--- Start of Supplied material ---

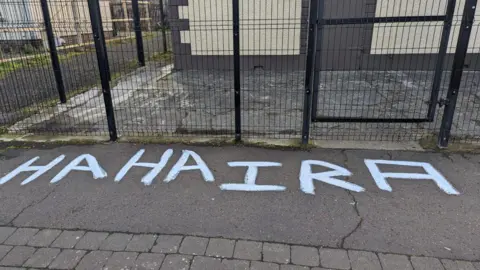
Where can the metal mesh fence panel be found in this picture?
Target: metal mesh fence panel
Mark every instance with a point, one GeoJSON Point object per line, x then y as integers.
{"type": "Point", "coordinates": [379, 69]}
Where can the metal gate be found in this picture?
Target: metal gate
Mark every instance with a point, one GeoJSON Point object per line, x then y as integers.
{"type": "Point", "coordinates": [364, 83]}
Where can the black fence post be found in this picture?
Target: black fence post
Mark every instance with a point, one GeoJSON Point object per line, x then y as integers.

--- End of Supplied material ---

Given exercise —
Copy out the lines above word for word, without the pictures.

Expected answer —
Where can the metal mesh fence panel be found in this picture?
Target: metal mesh fence panel
Mark every instance with a point, one GeoJSON Point object per line, x then y as integers.
{"type": "Point", "coordinates": [379, 69]}
Where can the metal gate be found in this picture?
Target: metal gate
Mark every instance with a point, one GeoJSON Point object per line, x then y as integers.
{"type": "Point", "coordinates": [364, 83]}
Where can the black fence post be found in this picture?
Target: black fence post
Mark every instance with a point, one GeoJSON Point object per line, x then y as integers.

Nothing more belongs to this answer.